**** RAW RECORDS ****
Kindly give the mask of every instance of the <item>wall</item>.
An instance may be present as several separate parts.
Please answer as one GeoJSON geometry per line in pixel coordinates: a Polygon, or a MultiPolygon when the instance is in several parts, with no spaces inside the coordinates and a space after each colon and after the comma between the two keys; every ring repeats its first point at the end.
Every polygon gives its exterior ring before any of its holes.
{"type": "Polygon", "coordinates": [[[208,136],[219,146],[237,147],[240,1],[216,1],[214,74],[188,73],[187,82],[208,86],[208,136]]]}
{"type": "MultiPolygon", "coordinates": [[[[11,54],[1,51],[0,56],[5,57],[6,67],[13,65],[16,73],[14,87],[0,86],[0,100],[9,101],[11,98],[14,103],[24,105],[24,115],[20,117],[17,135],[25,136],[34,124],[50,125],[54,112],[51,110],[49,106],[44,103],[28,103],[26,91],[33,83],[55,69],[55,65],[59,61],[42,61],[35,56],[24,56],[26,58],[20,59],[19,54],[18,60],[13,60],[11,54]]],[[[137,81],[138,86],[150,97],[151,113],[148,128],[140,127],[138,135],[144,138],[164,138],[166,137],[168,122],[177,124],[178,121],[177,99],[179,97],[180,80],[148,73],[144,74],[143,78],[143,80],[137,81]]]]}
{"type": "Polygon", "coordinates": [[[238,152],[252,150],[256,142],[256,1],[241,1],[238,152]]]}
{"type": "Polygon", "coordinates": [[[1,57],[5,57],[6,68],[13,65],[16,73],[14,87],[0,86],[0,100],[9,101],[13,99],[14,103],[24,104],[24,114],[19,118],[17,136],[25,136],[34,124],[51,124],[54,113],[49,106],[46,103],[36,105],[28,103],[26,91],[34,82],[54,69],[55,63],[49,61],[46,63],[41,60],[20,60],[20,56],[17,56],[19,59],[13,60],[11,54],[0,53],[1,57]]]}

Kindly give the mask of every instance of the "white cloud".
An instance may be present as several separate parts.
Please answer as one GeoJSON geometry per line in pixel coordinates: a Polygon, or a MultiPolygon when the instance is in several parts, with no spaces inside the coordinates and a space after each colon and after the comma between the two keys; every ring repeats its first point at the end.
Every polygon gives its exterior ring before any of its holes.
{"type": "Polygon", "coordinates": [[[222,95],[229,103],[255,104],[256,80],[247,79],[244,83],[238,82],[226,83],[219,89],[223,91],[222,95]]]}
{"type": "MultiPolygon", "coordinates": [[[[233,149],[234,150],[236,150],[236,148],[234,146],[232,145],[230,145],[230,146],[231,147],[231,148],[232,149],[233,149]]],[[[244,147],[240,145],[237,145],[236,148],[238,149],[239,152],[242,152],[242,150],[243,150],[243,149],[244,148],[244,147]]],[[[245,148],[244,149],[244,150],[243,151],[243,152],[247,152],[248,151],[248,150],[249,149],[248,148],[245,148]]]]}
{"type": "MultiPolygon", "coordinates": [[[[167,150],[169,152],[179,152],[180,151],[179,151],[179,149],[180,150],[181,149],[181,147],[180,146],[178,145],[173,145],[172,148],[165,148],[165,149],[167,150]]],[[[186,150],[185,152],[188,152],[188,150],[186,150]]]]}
****
> _PROBLEM REQUIREMENTS_
Each record above should be returned exactly as it appears.

> _SOLUTION_
Kindly give the mask of every instance of the <item>wall</item>.
An instance may be present as several separate parts.
Please answer as one GeoJSON geometry per line in pixel coordinates: a Polygon, or a MultiPolygon when the instance is in several parts, with no spaces inside the coordinates and a space after each colon and after the comma between the two keys; every ring repeats its first point at the end.
Every polygon gives its exterior ring before any of its holes.
{"type": "Polygon", "coordinates": [[[208,136],[219,146],[237,147],[240,1],[216,1],[214,74],[188,73],[187,82],[208,86],[208,136]]]}
{"type": "MultiPolygon", "coordinates": [[[[11,54],[1,51],[0,56],[5,57],[6,67],[13,65],[16,73],[14,87],[0,86],[0,100],[9,101],[11,98],[14,103],[24,105],[24,115],[20,117],[17,135],[25,136],[34,124],[50,125],[54,112],[51,110],[49,106],[44,103],[28,103],[26,91],[33,83],[55,69],[55,65],[59,61],[42,61],[35,56],[24,56],[26,58],[20,59],[19,54],[18,60],[13,60],[11,54]]],[[[137,81],[138,86],[150,97],[151,113],[148,128],[140,127],[138,135],[144,138],[164,138],[166,137],[168,122],[177,124],[178,121],[177,99],[179,97],[180,80],[148,73],[144,74],[143,78],[143,80],[137,81]]]]}
{"type": "Polygon", "coordinates": [[[238,152],[252,150],[256,142],[256,1],[241,1],[238,152]]]}
{"type": "Polygon", "coordinates": [[[1,57],[5,57],[6,68],[13,65],[16,73],[14,87],[0,86],[0,100],[9,101],[13,99],[14,103],[24,104],[24,114],[19,118],[17,136],[25,136],[34,124],[51,124],[54,113],[49,106],[46,103],[36,105],[28,103],[26,91],[34,82],[54,69],[55,63],[49,61],[46,63],[41,60],[20,60],[20,56],[17,56],[19,59],[13,60],[11,54],[0,53],[1,57]]]}

Kindly give the mask of every instance of the "white cloud".
An instance may be present as several separate parts.
Please answer as one GeoJSON geometry per line in pixel coordinates: a Polygon, or a MultiPolygon when the instance is in several parts, with no spaces inside the coordinates and a space after each colon and after the comma between the two keys; every ring repeats its first point at the end.
Every polygon gives its exterior ring before any of its holes.
{"type": "Polygon", "coordinates": [[[222,95],[229,103],[255,104],[256,80],[247,79],[244,83],[238,82],[226,83],[219,89],[223,91],[222,95]]]}
{"type": "MultiPolygon", "coordinates": [[[[233,149],[234,150],[236,150],[236,148],[234,146],[232,145],[230,145],[230,146],[231,147],[231,148],[232,149],[233,149]]],[[[244,147],[240,145],[237,145],[236,148],[238,149],[239,152],[242,152],[242,150],[243,150],[243,149],[244,148],[244,147]]],[[[245,148],[244,149],[244,150],[243,151],[243,152],[247,152],[248,151],[248,150],[249,149],[248,148],[245,148]]]]}
{"type": "MultiPolygon", "coordinates": [[[[167,150],[169,152],[179,152],[180,151],[179,151],[179,149],[180,150],[181,149],[181,147],[180,146],[178,145],[173,145],[172,148],[165,148],[165,149],[167,150]]],[[[186,150],[185,152],[188,152],[188,150],[186,150]]]]}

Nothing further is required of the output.